:: What you will do ::
Reproduce the listing from the line with "One point belongs to each instance of the bell" to the line with "[[137, 451]]", both included. Multiply only the point coordinates on the line directly after each "Target:" line by 0.95 and round them to whole numbers, with halves going up; every other line stays unchanged.

:: Input material ::
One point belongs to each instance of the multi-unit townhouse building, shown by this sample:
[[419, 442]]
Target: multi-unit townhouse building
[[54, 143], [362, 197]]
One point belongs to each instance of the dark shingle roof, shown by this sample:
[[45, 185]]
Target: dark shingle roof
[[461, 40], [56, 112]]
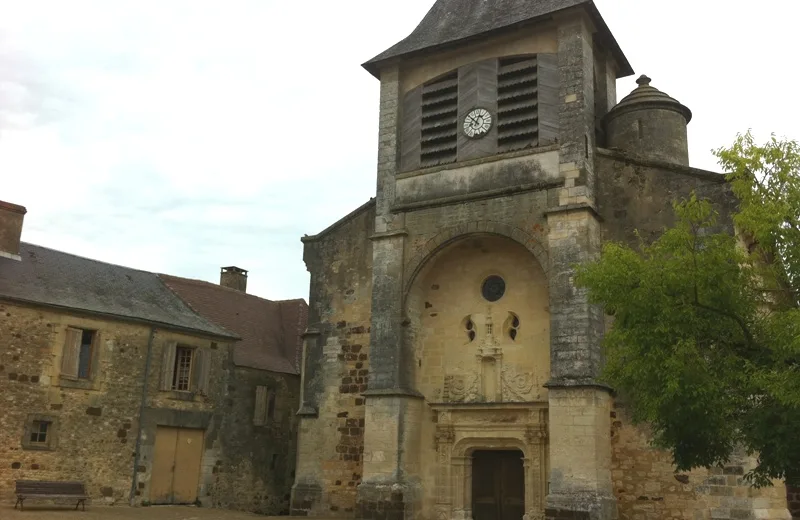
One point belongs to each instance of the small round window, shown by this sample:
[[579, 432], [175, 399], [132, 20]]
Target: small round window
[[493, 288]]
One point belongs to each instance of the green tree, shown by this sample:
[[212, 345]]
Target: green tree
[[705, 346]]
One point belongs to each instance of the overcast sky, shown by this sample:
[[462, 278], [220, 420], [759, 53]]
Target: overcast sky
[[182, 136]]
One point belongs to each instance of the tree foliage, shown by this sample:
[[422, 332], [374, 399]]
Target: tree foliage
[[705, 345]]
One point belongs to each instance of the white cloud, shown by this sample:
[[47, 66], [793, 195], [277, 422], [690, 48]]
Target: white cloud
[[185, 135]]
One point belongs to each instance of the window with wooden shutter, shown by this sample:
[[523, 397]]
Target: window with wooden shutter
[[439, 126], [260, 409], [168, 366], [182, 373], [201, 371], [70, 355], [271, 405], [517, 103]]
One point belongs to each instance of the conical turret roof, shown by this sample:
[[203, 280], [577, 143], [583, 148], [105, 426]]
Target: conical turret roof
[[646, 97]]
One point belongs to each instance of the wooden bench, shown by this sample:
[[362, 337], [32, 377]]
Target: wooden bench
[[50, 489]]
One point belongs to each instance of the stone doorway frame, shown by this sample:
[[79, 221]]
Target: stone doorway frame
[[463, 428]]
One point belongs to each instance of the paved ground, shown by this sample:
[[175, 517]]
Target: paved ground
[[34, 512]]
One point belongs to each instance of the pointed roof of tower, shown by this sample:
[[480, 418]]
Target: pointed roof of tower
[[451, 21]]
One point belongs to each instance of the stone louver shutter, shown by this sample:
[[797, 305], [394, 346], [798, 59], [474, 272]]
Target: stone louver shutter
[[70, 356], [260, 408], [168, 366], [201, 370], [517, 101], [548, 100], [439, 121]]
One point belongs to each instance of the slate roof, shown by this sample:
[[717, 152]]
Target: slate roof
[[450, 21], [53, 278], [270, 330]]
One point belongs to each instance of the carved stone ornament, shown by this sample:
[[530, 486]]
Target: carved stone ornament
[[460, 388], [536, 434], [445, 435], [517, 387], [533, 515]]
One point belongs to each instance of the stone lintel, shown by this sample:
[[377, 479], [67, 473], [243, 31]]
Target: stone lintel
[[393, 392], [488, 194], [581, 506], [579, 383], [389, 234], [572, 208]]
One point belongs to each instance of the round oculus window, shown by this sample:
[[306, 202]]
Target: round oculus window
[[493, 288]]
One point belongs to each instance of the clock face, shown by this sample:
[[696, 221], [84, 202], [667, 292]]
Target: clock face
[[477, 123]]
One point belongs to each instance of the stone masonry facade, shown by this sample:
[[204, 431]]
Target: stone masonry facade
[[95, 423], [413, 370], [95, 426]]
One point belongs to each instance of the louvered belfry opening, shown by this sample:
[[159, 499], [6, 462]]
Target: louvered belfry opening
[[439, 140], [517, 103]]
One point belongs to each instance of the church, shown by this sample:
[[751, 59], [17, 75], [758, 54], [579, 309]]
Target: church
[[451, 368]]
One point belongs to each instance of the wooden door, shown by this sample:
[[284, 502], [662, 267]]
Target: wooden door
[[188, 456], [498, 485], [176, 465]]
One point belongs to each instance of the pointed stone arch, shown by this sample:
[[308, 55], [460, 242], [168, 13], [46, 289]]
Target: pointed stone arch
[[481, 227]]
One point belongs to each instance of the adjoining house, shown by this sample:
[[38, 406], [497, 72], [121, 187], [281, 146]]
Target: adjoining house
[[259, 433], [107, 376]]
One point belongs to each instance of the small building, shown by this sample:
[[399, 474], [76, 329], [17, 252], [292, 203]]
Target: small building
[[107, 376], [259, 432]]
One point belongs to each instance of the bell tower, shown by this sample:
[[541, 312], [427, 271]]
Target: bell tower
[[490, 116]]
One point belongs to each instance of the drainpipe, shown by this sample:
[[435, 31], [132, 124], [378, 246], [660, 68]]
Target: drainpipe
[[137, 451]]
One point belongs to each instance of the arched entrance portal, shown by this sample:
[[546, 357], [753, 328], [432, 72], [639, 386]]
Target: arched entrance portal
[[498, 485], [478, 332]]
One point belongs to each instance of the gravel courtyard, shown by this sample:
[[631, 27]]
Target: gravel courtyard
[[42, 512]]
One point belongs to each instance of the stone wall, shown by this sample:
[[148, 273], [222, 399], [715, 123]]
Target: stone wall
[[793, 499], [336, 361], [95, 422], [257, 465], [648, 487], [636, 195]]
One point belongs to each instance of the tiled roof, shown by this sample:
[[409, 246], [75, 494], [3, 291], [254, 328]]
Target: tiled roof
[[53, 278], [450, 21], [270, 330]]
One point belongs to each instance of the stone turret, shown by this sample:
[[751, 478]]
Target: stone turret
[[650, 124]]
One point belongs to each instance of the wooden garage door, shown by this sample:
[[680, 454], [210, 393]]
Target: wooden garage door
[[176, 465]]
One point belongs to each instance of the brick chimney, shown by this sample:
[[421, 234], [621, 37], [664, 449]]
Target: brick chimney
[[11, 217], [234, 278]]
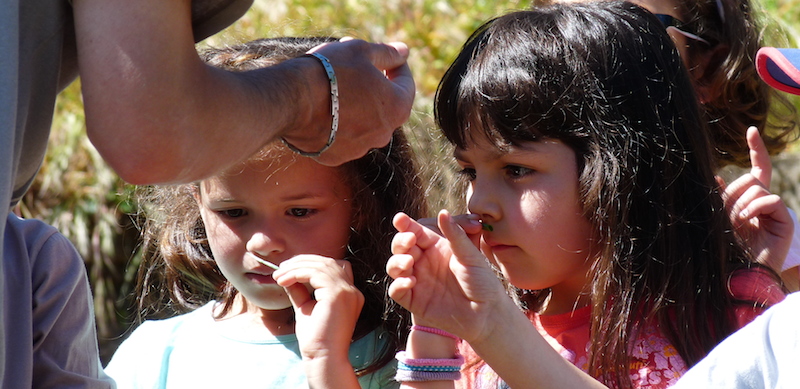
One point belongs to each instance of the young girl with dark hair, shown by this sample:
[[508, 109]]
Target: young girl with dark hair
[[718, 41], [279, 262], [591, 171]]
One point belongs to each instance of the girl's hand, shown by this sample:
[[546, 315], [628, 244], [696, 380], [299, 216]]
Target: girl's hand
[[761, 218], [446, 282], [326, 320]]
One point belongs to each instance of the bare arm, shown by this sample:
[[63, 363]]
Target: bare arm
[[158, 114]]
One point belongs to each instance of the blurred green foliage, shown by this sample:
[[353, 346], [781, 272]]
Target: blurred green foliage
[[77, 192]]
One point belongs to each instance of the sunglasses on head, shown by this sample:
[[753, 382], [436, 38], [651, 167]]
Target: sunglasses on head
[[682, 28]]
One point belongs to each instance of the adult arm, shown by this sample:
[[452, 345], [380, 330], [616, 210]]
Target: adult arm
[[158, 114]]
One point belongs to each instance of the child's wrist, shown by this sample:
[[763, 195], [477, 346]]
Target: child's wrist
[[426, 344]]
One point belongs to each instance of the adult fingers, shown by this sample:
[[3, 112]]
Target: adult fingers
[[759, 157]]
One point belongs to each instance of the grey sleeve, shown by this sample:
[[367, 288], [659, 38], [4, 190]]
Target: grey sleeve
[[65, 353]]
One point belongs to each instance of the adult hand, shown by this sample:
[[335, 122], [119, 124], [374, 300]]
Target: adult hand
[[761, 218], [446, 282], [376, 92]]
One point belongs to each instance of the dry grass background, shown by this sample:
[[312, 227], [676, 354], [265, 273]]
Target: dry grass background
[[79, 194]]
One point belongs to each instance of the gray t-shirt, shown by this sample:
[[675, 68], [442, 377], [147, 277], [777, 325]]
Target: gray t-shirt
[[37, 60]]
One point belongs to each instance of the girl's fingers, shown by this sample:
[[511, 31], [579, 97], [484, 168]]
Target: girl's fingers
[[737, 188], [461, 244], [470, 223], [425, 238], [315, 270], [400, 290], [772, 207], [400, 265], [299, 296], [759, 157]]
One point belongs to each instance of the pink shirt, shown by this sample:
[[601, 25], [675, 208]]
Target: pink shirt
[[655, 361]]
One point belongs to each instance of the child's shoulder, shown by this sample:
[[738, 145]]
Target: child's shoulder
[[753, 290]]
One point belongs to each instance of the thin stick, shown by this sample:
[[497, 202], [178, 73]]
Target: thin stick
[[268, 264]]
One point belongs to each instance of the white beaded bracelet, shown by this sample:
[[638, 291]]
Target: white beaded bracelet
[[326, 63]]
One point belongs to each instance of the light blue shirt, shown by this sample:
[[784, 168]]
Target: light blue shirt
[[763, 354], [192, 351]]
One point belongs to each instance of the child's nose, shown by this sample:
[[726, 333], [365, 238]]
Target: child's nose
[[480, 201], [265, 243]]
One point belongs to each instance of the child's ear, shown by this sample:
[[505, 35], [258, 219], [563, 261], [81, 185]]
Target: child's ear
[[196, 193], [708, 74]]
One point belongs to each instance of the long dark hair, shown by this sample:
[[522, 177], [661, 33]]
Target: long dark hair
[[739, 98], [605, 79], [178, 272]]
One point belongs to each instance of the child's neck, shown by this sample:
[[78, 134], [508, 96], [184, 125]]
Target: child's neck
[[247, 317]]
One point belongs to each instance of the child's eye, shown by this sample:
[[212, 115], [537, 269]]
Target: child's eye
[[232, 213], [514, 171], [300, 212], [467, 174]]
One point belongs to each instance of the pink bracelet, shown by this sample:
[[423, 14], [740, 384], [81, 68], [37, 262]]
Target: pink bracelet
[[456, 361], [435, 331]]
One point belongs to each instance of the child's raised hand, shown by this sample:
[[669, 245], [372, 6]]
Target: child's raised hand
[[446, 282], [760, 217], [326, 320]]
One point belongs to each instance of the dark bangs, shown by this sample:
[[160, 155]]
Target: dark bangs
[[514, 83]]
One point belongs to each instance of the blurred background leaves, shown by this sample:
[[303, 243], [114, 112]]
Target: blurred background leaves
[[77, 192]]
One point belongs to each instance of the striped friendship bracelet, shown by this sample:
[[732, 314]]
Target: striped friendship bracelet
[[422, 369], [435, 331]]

:: Output for this task ::
One point belongs to each instance of the bell tower, shown by this sample:
[[541, 312], [427, 271]]
Target: bell tower
[[466, 110]]
One point belongs to each instance of the drainpipe, shown by this sample:
[[435, 31], [132, 124], [378, 246], [660, 68]]
Target: drainpipe
[[130, 428]]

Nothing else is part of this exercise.